◆ **Set of tasks**
• 1. In the article on Cape Breton's little brown bats, print the stretch from "ACAP project co-ordinator" through "and agricultural industries.".
• 2. According to the article on Cape Breton's little brown bats, in what year did white-nose syndrome surface in Canada?
• 3. Rewrite more briefly the paragraph of the article on Cape Breton's little brown bats that begins "White-nose syndrome causes bats," keeping its main facts.

◆ **Passage**

┌────────

Nova Scotia

Little brown bat population down to zero in some Cape Breton locations

The little brown bat population on Cape Breton has been decimated by white-nose syndrome, an ongoing study by the Atlantic Coastal Action Program confirms.

ACAP project co-ordinator Sarah Penney says the numbers are scary

White-nose syndrome first surfaced in Canada in 2010 and has spread from Ontario through Quebec into the Maritime provinces. (Ryan von Linden/New York Department of Environmental Conservation/AP)

The little brown bat population on Cape Breton has been decimated by white-nose syndrome, an ongoing study by the Atlantic Coastal Action Program confirms.

The disease surfaced in Canada in 2010 and has spread from Ontario through Quebec into the Maritime provinces.

White-nose syndrome causes bats to develop white patches on their muzzles and other parts of their bodies during winter hibernation. Affected bats appear to wake up from hibernation early and weakened, and they often die. 

Bats are major insect eaters and there are fears large bat mortalities will affect the forestry and agricultural industries.

└────────

[Image-grounded pointing data]
┌────────

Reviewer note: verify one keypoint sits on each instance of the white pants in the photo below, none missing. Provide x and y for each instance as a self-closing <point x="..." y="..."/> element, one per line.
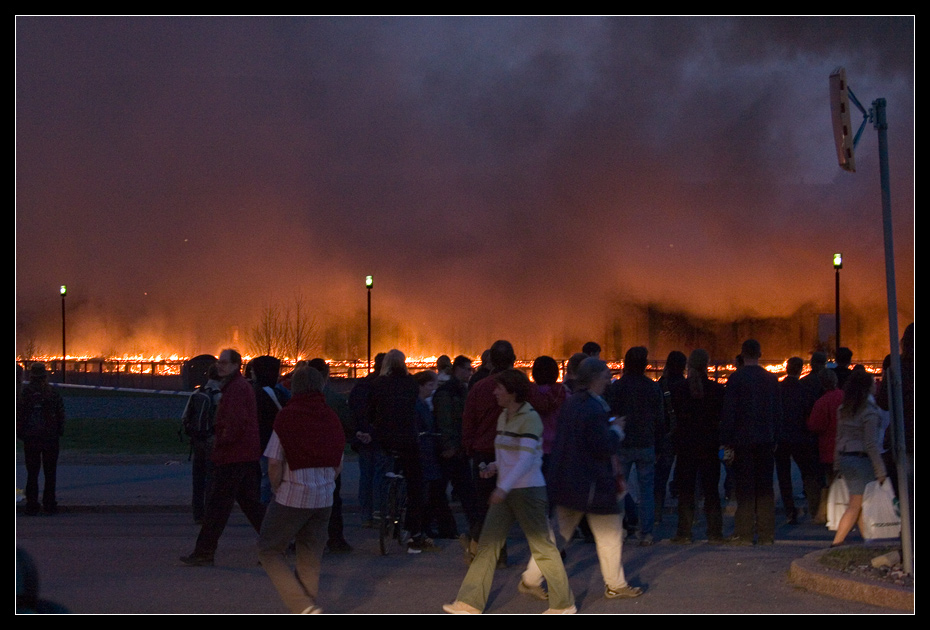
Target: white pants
<point x="608" y="539"/>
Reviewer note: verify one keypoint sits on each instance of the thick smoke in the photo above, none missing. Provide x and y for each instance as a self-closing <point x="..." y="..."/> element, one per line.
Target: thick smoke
<point x="512" y="178"/>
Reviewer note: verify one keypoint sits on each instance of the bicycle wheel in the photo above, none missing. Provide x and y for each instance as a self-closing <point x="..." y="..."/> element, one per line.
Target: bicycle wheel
<point x="400" y="510"/>
<point x="388" y="515"/>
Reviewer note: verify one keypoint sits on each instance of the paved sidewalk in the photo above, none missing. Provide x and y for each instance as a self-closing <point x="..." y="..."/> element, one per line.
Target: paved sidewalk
<point x="114" y="549"/>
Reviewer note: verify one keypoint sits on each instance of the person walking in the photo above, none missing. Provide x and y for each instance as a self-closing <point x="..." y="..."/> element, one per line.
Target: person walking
<point x="583" y="480"/>
<point x="304" y="458"/>
<point x="40" y="423"/>
<point x="519" y="496"/>
<point x="235" y="455"/>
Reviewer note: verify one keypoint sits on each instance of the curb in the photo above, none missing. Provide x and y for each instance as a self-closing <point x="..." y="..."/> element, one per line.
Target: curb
<point x="809" y="573"/>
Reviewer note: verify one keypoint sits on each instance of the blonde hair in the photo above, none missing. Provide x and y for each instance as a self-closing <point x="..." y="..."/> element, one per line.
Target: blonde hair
<point x="394" y="362"/>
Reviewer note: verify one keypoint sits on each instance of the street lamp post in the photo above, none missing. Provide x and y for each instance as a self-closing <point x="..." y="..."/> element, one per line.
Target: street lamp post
<point x="64" y="291"/>
<point x="369" y="282"/>
<point x="837" y="265"/>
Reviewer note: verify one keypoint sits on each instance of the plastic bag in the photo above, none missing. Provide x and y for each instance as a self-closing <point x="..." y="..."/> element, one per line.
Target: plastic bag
<point x="880" y="516"/>
<point x="837" y="502"/>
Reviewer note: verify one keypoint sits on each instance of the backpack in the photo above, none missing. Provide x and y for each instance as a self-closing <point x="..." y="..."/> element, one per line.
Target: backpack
<point x="40" y="420"/>
<point x="199" y="414"/>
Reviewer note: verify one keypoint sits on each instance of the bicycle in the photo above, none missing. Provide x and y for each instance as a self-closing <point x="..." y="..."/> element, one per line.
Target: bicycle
<point x="394" y="506"/>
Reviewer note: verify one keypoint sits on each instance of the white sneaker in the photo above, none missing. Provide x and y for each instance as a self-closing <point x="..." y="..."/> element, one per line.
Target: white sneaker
<point x="460" y="608"/>
<point x="571" y="610"/>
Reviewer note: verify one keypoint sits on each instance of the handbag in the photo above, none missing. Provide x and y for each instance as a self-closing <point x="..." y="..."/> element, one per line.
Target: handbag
<point x="837" y="502"/>
<point x="880" y="515"/>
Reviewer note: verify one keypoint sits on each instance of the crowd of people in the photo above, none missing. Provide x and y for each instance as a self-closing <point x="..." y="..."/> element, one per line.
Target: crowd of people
<point x="555" y="455"/>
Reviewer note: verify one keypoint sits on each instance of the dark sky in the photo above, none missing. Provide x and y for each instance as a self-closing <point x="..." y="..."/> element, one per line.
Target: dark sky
<point x="500" y="177"/>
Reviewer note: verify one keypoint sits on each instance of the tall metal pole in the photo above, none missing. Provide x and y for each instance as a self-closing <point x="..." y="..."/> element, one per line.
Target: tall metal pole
<point x="838" y="344"/>
<point x="369" y="282"/>
<point x="64" y="292"/>
<point x="896" y="399"/>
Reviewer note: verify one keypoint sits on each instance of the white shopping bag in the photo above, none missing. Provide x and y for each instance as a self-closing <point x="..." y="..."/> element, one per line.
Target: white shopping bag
<point x="837" y="502"/>
<point x="880" y="515"/>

└────────

◆ **List of solutions**
• 1.
ACAP project co-ordinator Sarah Penney says the numbers are scary

White-nose syndrome first surfaced in Canada in 2010 and has spread from Ontario through Quebec into the Maritime provinces. (Ryan von Linden/New York Department of Environmental Conservation/AP)

The little brown bat population on Cape Breton has been decimated by white-nose syndrome, an ongoing study by the Atlantic Coastal Action Program confirms.

The disease surfaced in Canada in 2010 and has spread from Ontario through Quebec into the Maritime provinces.

White-nose syndrome causes bats to develop white patches on their muzzles and other parts of their bodies during winter hibernation. Affected bats appear to wake up from hibernation early and weakened, and they often die. 

Bats are major insect eaters and there are fears large bat mortalities will affect the forestry and agricultural industries.

• 2. 2010

• 3. During winter hibernation, white-nose syndrome gives bats white patches on their muzzles and bodies. Affected bats seem to wake early and weakened, and they often die.